ITEMS.
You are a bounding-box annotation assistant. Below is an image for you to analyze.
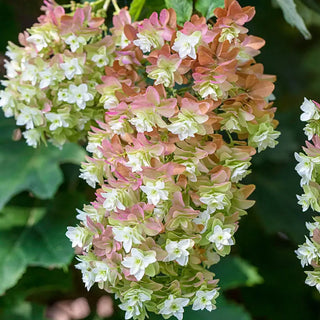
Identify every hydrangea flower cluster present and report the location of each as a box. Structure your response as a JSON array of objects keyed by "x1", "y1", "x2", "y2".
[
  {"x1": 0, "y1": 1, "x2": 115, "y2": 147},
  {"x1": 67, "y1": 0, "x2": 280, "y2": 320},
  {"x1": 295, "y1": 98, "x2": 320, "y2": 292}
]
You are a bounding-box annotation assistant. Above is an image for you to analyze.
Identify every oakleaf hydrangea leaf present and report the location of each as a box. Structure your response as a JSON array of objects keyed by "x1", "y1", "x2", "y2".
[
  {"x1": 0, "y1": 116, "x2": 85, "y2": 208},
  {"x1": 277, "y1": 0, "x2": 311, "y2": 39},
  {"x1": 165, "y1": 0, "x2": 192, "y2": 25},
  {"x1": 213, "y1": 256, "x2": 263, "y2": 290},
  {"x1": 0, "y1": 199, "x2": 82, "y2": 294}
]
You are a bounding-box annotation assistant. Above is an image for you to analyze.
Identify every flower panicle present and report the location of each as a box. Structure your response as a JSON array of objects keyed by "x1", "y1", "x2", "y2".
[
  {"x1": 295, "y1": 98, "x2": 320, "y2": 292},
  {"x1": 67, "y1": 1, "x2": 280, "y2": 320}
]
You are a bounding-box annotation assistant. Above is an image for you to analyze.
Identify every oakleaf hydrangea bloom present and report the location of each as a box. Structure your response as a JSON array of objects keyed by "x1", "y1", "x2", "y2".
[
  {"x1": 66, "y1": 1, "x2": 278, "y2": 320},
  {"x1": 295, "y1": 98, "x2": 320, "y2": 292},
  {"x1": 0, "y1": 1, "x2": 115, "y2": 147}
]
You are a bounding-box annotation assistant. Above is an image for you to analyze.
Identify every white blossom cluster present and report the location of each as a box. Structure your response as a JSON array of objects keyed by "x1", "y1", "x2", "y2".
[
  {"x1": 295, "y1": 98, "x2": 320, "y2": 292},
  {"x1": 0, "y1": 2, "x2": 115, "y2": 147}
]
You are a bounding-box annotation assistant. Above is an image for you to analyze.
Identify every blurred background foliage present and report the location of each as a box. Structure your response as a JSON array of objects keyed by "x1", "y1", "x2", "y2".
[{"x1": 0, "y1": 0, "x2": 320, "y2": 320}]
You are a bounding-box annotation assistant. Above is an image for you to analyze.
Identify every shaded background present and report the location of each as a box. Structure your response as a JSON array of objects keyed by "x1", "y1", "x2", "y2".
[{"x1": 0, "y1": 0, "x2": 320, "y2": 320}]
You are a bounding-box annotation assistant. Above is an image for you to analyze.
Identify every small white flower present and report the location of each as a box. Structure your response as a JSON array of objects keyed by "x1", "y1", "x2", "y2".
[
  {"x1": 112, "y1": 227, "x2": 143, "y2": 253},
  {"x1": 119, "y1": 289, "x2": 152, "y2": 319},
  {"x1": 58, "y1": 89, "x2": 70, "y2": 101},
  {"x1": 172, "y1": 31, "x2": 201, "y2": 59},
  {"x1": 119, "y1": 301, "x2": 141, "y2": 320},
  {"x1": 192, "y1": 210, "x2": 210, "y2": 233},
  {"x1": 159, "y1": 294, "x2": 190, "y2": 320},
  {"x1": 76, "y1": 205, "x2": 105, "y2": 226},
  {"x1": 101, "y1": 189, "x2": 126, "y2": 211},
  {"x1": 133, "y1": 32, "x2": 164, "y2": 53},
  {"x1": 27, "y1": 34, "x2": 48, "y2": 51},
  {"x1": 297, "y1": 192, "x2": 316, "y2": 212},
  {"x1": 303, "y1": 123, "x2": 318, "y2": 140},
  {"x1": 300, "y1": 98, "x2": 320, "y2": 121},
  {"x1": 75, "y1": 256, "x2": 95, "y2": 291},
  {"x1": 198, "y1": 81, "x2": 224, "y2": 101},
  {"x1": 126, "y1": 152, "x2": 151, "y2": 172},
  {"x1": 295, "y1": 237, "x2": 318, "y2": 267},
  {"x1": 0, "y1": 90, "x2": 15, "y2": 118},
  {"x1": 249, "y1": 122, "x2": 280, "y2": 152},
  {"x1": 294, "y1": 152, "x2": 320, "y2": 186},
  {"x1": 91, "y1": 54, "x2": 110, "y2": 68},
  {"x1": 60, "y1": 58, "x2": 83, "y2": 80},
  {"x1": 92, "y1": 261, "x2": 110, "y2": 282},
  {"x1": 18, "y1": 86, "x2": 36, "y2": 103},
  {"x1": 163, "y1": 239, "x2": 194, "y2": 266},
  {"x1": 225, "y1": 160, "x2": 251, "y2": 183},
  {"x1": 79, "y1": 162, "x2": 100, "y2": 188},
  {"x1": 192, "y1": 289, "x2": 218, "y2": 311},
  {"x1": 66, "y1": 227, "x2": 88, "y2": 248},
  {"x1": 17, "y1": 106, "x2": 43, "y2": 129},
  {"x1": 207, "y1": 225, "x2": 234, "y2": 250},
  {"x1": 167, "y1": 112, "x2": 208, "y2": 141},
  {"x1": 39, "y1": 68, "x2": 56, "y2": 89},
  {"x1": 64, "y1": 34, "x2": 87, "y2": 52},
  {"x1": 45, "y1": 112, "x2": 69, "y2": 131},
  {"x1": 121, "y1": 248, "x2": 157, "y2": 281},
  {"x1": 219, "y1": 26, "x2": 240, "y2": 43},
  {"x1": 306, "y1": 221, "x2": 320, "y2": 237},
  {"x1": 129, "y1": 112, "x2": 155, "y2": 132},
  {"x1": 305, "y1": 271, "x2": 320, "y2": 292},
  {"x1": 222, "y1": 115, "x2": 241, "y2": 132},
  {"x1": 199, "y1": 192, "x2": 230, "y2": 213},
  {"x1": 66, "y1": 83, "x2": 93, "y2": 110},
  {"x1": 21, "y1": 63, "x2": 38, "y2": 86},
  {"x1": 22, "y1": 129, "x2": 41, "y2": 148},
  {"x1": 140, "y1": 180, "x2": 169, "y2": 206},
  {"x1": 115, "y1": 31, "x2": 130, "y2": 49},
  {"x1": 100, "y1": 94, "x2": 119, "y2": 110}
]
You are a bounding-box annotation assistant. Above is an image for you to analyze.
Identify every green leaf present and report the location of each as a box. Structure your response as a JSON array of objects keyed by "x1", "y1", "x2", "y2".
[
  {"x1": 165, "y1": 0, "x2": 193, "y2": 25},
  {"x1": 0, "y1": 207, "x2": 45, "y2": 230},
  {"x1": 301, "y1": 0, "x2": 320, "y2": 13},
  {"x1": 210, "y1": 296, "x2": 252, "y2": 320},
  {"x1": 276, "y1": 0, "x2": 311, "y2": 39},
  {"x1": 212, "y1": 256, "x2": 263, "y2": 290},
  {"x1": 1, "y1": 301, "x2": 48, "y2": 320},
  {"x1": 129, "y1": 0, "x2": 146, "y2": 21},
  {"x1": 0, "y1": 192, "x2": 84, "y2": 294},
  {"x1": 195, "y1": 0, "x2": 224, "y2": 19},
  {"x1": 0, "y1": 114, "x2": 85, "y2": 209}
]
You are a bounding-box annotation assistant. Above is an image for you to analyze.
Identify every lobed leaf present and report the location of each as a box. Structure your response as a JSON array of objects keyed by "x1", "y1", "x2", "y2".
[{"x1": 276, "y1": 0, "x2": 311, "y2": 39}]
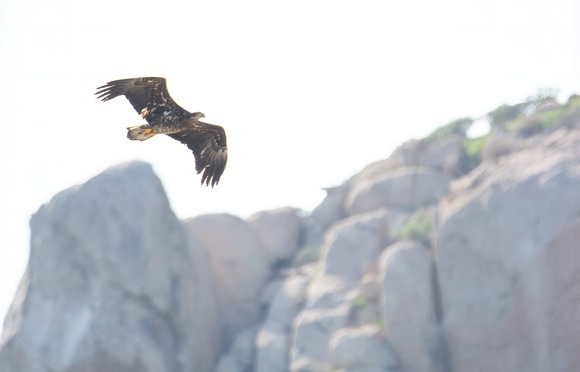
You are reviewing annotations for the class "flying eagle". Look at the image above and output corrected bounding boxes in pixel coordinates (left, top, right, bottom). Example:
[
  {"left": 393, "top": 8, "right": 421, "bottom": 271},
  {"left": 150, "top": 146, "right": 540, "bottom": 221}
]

AIM OF THE EXERCISE.
Return the whole listing, word for word, and leave out every picture.

RESULT.
You are a bounding-box annotation assistant. Below is an image for you to analyze.
Identify every hydrangea flower cluster present and report the location of each as a box. Structure your response as a JSON array of objects keyed by "x1", "y1", "x2", "y2".
[
  {"x1": 0, "y1": 1, "x2": 115, "y2": 147},
  {"x1": 67, "y1": 0, "x2": 280, "y2": 320},
  {"x1": 295, "y1": 98, "x2": 320, "y2": 292}
]
You are a bounding-box annotation assistant. Above is an image for you to analyze.
Identify every oakleaf hydrangea leaf present and report the location of each as a box. Structure your response as a JSON array of objects keyed by "x1", "y1", "x2", "y2".
[
  {"x1": 0, "y1": 116, "x2": 85, "y2": 208},
  {"x1": 277, "y1": 0, "x2": 311, "y2": 39},
  {"x1": 165, "y1": 0, "x2": 192, "y2": 25},
  {"x1": 213, "y1": 256, "x2": 263, "y2": 290},
  {"x1": 0, "y1": 199, "x2": 82, "y2": 294}
]
You are a bounding-box annotation assistant. Above is an image for you to analyze.
Identify every flower panicle present and report the location of each as a box. Structure your response as a JSON array of objects keyed by "x1", "y1", "x2", "y2".
[
  {"x1": 295, "y1": 98, "x2": 320, "y2": 292},
  {"x1": 67, "y1": 1, "x2": 280, "y2": 320}
]
You are a bounding-box annotation assistant. Above is an image for you to analyze.
Identify every oakleaf hydrangea bloom present and report the location of each as a box. Structure your response as a JSON array of objects keyed by "x1", "y1", "x2", "y2".
[
  {"x1": 66, "y1": 1, "x2": 278, "y2": 320},
  {"x1": 295, "y1": 98, "x2": 320, "y2": 292},
  {"x1": 0, "y1": 1, "x2": 115, "y2": 147}
]
You are a bounding-box annotation assistant. Above is an image for you to analyze.
Identify every white blossom cluster present and report the location of each as a box. Structure your response as a JSON array of objects keyed by "x1", "y1", "x2", "y2".
[
  {"x1": 295, "y1": 98, "x2": 320, "y2": 292},
  {"x1": 0, "y1": 2, "x2": 115, "y2": 147}
]
You are a bounding-box annotation assistant. Above is an image for you to analyze.
Identify every blurred background foliage present and report the location of each as a box. Structure your response as a JSON array of objects keyed by "x1", "y1", "x2", "y2".
[{"x1": 0, "y1": 0, "x2": 320, "y2": 320}]
You are a bounding-box annotation assistant. Above is an image for you to analyze.
Identify every shaded background present and report the location of each as a box. Structure your response as a JSON array of objects keyed by "x1", "y1", "x2", "y2".
[{"x1": 0, "y1": 0, "x2": 320, "y2": 320}]
You are a bounding-box annotation assistant. Above is an image for you to analyze.
Identify every small white flower present and report the location of each as a box. Structure your response as a JSON array of objects keyed by "x1", "y1", "x2", "y2".
[
  {"x1": 112, "y1": 227, "x2": 143, "y2": 253},
  {"x1": 119, "y1": 289, "x2": 152, "y2": 319},
  {"x1": 58, "y1": 89, "x2": 70, "y2": 101},
  {"x1": 172, "y1": 31, "x2": 201, "y2": 59},
  {"x1": 119, "y1": 301, "x2": 141, "y2": 320},
  {"x1": 192, "y1": 210, "x2": 210, "y2": 233},
  {"x1": 159, "y1": 294, "x2": 190, "y2": 320},
  {"x1": 76, "y1": 205, "x2": 105, "y2": 226},
  {"x1": 101, "y1": 189, "x2": 126, "y2": 211},
  {"x1": 133, "y1": 32, "x2": 164, "y2": 53},
  {"x1": 27, "y1": 34, "x2": 48, "y2": 51},
  {"x1": 297, "y1": 192, "x2": 316, "y2": 212},
  {"x1": 303, "y1": 123, "x2": 318, "y2": 140},
  {"x1": 300, "y1": 98, "x2": 320, "y2": 121},
  {"x1": 75, "y1": 256, "x2": 95, "y2": 291},
  {"x1": 198, "y1": 81, "x2": 224, "y2": 101},
  {"x1": 126, "y1": 152, "x2": 151, "y2": 172},
  {"x1": 295, "y1": 237, "x2": 318, "y2": 267},
  {"x1": 0, "y1": 90, "x2": 15, "y2": 118},
  {"x1": 249, "y1": 122, "x2": 280, "y2": 152},
  {"x1": 294, "y1": 152, "x2": 320, "y2": 186},
  {"x1": 91, "y1": 54, "x2": 110, "y2": 68},
  {"x1": 60, "y1": 58, "x2": 83, "y2": 80},
  {"x1": 92, "y1": 261, "x2": 110, "y2": 282},
  {"x1": 18, "y1": 86, "x2": 36, "y2": 103},
  {"x1": 163, "y1": 239, "x2": 194, "y2": 266},
  {"x1": 225, "y1": 160, "x2": 251, "y2": 183},
  {"x1": 79, "y1": 162, "x2": 100, "y2": 188},
  {"x1": 192, "y1": 289, "x2": 218, "y2": 311},
  {"x1": 66, "y1": 227, "x2": 88, "y2": 248},
  {"x1": 17, "y1": 106, "x2": 43, "y2": 129},
  {"x1": 207, "y1": 225, "x2": 234, "y2": 250},
  {"x1": 167, "y1": 112, "x2": 208, "y2": 141},
  {"x1": 39, "y1": 68, "x2": 56, "y2": 89},
  {"x1": 64, "y1": 34, "x2": 87, "y2": 52},
  {"x1": 45, "y1": 112, "x2": 69, "y2": 131},
  {"x1": 121, "y1": 248, "x2": 157, "y2": 281},
  {"x1": 219, "y1": 26, "x2": 240, "y2": 43},
  {"x1": 306, "y1": 221, "x2": 320, "y2": 237},
  {"x1": 129, "y1": 112, "x2": 155, "y2": 132},
  {"x1": 305, "y1": 271, "x2": 320, "y2": 292},
  {"x1": 222, "y1": 115, "x2": 241, "y2": 132},
  {"x1": 199, "y1": 192, "x2": 230, "y2": 213},
  {"x1": 66, "y1": 83, "x2": 93, "y2": 110},
  {"x1": 21, "y1": 63, "x2": 38, "y2": 86},
  {"x1": 22, "y1": 129, "x2": 41, "y2": 148},
  {"x1": 140, "y1": 180, "x2": 169, "y2": 206},
  {"x1": 115, "y1": 31, "x2": 130, "y2": 49},
  {"x1": 100, "y1": 94, "x2": 119, "y2": 110}
]
You are a bounding-box annotation assistant. Above is an image for you to analyze.
Identify every green leaf present and report the location of each as a box. Structure your response as a JSON array of objects keyed by "x1", "y1", "x2", "y2".
[
  {"x1": 165, "y1": 0, "x2": 193, "y2": 25},
  {"x1": 0, "y1": 207, "x2": 45, "y2": 230},
  {"x1": 301, "y1": 0, "x2": 320, "y2": 13},
  {"x1": 210, "y1": 296, "x2": 252, "y2": 320},
  {"x1": 276, "y1": 0, "x2": 311, "y2": 39},
  {"x1": 212, "y1": 256, "x2": 263, "y2": 290},
  {"x1": 1, "y1": 301, "x2": 48, "y2": 320},
  {"x1": 129, "y1": 0, "x2": 146, "y2": 21},
  {"x1": 0, "y1": 192, "x2": 84, "y2": 294},
  {"x1": 195, "y1": 0, "x2": 224, "y2": 19},
  {"x1": 0, "y1": 114, "x2": 85, "y2": 209}
]
You are a bounding-box annotation assistant. Above is an image for you to analyze.
Identify every lobed leaf present and report the location of each as a box. Structure your response as a JSON array of objects keyed by "x1", "y1", "x2", "y2".
[{"x1": 276, "y1": 0, "x2": 311, "y2": 39}]
You are reviewing annotations for the class "flying eagle". Look at the image above and output corrected bounding boxes in pixel coordinates (left, top, right, bottom). Example:
[
  {"left": 393, "top": 8, "right": 421, "bottom": 271},
  {"left": 150, "top": 146, "right": 540, "bottom": 221}
]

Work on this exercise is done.